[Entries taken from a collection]
┌──

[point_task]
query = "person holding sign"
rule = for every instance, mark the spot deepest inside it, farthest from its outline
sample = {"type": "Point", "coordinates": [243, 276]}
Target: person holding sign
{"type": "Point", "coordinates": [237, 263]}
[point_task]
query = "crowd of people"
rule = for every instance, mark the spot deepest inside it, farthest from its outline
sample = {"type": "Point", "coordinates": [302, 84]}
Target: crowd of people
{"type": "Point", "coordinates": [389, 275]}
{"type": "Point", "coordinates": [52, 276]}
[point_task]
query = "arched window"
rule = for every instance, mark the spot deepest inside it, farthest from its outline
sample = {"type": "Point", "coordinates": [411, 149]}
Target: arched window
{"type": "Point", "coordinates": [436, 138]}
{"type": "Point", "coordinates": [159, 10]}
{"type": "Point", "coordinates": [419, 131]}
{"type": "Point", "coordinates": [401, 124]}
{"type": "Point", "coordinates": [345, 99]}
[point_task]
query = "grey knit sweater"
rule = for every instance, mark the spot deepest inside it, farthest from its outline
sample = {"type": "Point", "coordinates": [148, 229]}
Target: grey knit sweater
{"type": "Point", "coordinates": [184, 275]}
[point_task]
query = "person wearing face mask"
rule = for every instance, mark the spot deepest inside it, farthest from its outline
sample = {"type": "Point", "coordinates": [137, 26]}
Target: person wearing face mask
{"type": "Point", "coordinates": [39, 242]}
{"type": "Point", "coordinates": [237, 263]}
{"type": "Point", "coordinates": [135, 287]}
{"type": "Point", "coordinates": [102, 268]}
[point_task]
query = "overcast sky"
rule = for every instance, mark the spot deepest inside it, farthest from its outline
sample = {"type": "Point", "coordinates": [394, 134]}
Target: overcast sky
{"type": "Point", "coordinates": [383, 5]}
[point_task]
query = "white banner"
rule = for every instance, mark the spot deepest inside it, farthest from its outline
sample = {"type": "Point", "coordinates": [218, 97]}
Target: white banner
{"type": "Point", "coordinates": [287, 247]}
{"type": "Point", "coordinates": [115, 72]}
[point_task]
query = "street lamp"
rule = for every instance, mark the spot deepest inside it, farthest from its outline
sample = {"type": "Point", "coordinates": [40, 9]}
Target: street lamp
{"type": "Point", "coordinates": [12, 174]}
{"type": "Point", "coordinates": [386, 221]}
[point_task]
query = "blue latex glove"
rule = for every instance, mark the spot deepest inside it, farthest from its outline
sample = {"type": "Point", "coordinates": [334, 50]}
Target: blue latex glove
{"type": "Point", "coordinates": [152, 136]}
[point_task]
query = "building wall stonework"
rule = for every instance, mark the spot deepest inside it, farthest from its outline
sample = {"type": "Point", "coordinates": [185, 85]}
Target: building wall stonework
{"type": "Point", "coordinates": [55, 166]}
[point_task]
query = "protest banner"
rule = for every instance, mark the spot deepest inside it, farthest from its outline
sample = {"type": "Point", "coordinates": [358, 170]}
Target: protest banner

└──

■ Task description ■
Find every line in the data above that contains the word "overcast", and copy each of those lines.

■ Result of the exercise ■
query = "overcast sky"
Target: overcast sky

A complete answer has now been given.